— What to do —
Your reply must consist of the data below, reproduced character for character.

Start of Block

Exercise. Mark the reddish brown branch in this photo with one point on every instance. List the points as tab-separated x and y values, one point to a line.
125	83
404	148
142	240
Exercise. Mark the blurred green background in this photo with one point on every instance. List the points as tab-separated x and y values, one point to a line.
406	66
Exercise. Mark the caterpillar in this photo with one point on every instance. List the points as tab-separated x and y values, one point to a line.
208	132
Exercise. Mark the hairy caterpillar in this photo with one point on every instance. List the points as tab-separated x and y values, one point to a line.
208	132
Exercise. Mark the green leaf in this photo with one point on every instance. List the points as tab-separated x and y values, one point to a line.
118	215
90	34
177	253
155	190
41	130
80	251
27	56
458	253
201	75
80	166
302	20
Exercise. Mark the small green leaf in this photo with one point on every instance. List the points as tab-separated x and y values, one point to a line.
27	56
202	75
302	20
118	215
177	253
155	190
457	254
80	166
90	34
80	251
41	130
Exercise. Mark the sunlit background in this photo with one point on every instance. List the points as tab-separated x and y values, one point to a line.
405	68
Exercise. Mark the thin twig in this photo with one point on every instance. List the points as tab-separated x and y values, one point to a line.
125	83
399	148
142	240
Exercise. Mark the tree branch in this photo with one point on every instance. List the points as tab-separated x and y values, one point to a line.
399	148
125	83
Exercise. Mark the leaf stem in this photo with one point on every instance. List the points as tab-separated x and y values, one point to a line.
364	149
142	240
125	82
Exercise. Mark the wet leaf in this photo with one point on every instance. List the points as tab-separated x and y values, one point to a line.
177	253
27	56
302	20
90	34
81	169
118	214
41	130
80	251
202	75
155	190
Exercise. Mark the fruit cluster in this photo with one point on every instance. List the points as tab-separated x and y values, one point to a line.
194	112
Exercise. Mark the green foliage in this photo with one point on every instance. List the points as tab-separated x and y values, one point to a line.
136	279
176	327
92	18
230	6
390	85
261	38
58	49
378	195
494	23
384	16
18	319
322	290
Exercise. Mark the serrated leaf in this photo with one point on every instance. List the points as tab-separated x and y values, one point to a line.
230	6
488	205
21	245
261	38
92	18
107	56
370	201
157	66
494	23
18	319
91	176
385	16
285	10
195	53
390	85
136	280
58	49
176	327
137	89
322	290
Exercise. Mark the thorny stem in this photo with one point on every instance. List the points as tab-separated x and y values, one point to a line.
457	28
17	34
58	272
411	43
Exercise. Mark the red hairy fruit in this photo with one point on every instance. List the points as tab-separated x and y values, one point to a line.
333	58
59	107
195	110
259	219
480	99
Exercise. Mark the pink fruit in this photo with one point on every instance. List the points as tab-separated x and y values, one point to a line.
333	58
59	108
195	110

End of Block

— Result of the task —
Exercise. Mark the reddish brown branch in this photo with one point on every instance. List the points as tab-separated x and y values, one point to a line.
125	83
404	148
142	240
Exercise. Mark the blurred green background in this photo with one point on every instance. List the points as tab-separated x and y values, one point to a line.
406	66
Exercise. Mark the caterpillar in this photo with one point on every instance. List the points as tab-separated x and y values, one point to a line.
208	132
Exercise. Mark the hairy caterpillar in this photo with one point on every instance. List the points as tab-separated x and y values, one point to a line.
208	132
Exercise. Mark the green leaf in this photo with one point on every instance. List the points as tab-separated x and y values, one point to a line.
118	215
90	34
177	253
155	190
41	130
80	251
27	56
458	253
201	75
80	166
302	20
Exercise. Mark the small green leaf in this photo with one point on every instance. List the points as tab-separated x and y values, one point to a line.
27	56
202	75
302	20
118	215
177	253
155	190
457	254
80	166
90	34
80	251
41	130
Exercise. Mark the sunlit background in this photo with one point on every instance. List the points as tab-separated x and y values, one point to a line.
405	68
Exercise. Mark the thin twig in this photo with one point on every instance. List the points as tab-separated x and y values, one point to a line.
125	83
399	148
142	240
Exercise. Mark the tree branch in this photo with one point on every instance. List the points as tab-separated x and y values, one point to a line.
399	148
125	83
Exercise. Mark the leaf stem in this photo with one point on every instance. List the points as tab-separated x and y values, one point to a line.
364	149
142	240
125	82
Exercise. Mark the wet leaf in this photo with one point on every instance. List the points as tab-separated x and y values, one point to a line.
177	253
27	56
302	20
90	34
81	169
118	214
41	130
80	251
202	75
155	190
Exercise. Mark the fruit cluster in this photo with one point on every instance. List the points as tab-separated x and y values, one point to a line.
194	112
Exercise. Mark the green foliage in this photo with one point on every instance. List the points as tab-separated x and y values, one point to a line.
136	279
176	327
92	18
230	6
390	85
261	38
58	49
378	195
494	23
384	16
18	319
322	290
Exercise. Mark the serrated leaf in this photo with one point on every instance. List the points as tab-separated x and y values, one point to a line.
230	6
488	205
21	245
261	38
92	18
107	56
370	201
157	66
494	23
18	319
91	176
385	16
285	10
195	53
390	85
136	280
58	49
176	327
137	89
322	290
Exercise. Mark the thorny stem in this photo with one point on every instance. List the points as tab-separated x and y values, one point to a line.
457	28
17	34
58	272
411	43
Exercise. Mark the red hairy fruit in this photo with one point on every instance. List the points as tab-separated x and y values, one point to a line.
333	58
59	107
195	110
259	219
480	99
Exercise. Mark the pink fruit in this photo with one point on every instance. List the points as tab-separated x and y values, one point to a line.
333	58
59	108
195	110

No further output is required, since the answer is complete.